* **Passage given**:
**********
Lets checkout where we are (w).
(rdb:1) w
--> #1 /opt/rh/ruby193/root/usr/sbin/mcollectived:3
(rdb:1)

Ok, and list the source code (l):
(rdb:1) l
[-2, 7] in /opt/rh/ruby193/root/usr/sbin/mcollectived
   1  #!
   2
=> 3  require 'mcollective'
   4  require 'getoptlong'
   5
   6  opts = GetoptLong.new(
   7    [ '--help', '-h', GetoptLong::NO_ARGUMENT ],

Step to next line (n) :
(rdb:1) n
/opt/rh/ruby193/root/usr/sbin/mcollectived:4:require 'getoptlong'

The execution proceeds to the next line.
(rdb:1) n
/opt/rh/ruby193/root/usr/sbin/mcollectived:6:opts = GetoptLong.new(
(rdb:1) n
/opt/rh/ruby193/root/usr/sbin/mcollectived:12:if MCollective::Util.windows?
(rdb:1) n
/opt/rh/ruby193/root/usr/share/ruby/mcollective/util.rb:1:module MCollective

I found a little strange that the debugger steps in to another source file. 

(rdb:1) n
/opt/rh/ruby193/root/usr/sbin/mcollectived:15:  configfile = "/opt/rh/ruby193/root/etc/mcollective/server.cfg"
(rdb:1) l
[10, 19] in /opt/rh/ruby193/root/usr/sbin/mcollectived
   10  )
   11
   12  if MCollective::Util.windows?
   13    configfile = File.join(MCollective::Util.windows_prefix, "etc", "server.cfg")
   14  else
=> 15    configfile = "/opt/rh/ruby193/root/etc/mcollective/server.cfg"
   16  end
   17  pid = ""
   18
   19  opts.each do |opt, arg|

But it quickly returns to the original source.

(rdb:1) n
/opt/rh/ruby193/root/usr/sbin/mcollectived:17:pid = ""
(rdb:1) n
/opt/rh/ruby193/root/usr/sbin/mcollectived:19:opts.each do |opt, arg|
(rdb:1) n
/opt/rh/ruby193/root/usr/sbin/mcollectived:31:config = MCollective::Config.instance
(rdb:1) n
/opt/rh/ruby193/root/usr/share/ruby/mcollective/config.rb:1:module MCollective
(rdb:1) n
/opt/rh/ruby193/root/usr/sbin/mcollectived:33:config.loadconfig(configfile) unless config.configured
(rdb:1) n
warn 2014/10/04 10:16:16: config.rb:117:in `block in loadconfig' Use of deprecated 'topicprefix' option.  This option is ignored and should be removed from '/opt/rh/ruby193/root/etc/mcollective/server.cfg'
/opt/rh/ruby193/root/usr/share/ruby/psych/core_ext.rb:16: `' (NilClass)
**********
* **Point labeling dataset excerpts**:
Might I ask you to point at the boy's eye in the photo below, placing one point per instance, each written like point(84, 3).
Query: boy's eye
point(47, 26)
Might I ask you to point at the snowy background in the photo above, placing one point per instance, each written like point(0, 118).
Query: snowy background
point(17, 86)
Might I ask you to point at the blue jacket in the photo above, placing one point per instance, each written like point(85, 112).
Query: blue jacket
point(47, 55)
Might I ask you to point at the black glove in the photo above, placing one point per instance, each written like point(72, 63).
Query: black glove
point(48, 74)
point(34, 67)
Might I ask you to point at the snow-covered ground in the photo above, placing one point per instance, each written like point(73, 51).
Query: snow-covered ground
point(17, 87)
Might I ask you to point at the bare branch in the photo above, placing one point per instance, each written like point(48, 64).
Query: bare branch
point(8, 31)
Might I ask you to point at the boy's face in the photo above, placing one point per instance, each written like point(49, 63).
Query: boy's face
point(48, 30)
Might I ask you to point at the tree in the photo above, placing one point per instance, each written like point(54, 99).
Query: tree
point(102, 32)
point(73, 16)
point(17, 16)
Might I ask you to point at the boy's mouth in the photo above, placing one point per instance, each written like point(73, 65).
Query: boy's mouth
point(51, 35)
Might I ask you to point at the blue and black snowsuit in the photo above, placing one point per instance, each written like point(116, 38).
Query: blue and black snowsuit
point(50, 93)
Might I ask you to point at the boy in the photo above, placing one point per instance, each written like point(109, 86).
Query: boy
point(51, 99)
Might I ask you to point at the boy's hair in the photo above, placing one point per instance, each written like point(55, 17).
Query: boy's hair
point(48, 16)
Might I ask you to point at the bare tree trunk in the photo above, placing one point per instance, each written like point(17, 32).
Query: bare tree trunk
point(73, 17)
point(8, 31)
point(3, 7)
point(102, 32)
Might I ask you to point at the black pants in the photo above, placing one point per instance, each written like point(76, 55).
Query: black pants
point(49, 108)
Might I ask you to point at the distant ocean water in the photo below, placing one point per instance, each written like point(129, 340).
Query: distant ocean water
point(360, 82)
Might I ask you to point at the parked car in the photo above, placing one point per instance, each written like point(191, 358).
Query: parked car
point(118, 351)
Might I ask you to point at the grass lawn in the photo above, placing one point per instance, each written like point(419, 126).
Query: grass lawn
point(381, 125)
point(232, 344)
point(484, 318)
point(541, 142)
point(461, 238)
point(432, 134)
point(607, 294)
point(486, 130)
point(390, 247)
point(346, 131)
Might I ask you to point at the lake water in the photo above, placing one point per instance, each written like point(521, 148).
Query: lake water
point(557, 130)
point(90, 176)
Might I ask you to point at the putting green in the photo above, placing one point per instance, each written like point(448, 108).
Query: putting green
**********
* **Exercise instructions**: Revise the debugging walkthrough starting at "Step to next" and ending at "another source file.", putting "interpreter" wherever "debugger" appears.

* **Solution to this exercise**:
Step to next line (n) :
(rdb:1) n
/opt/rh/ruby193/root/usr/sbin/mcollectived:4:require 'getoptlong'

The execution proceeds to the next line.
(rdb:1) n
/opt/rh/ruby193/root/usr/sbin/mcollectived:6:opts = GetoptLong.new(
(rdb:1) n
/opt/rh/ruby193/root/usr/sbin/mcollectived:12:if MCollective::Util.windows?
(rdb:1) n
/opt/rh/ruby193/root/usr/share/ruby/mcollective/util.rb:1:module MCollective

I found a little strange that the interpreter steps in to another source file.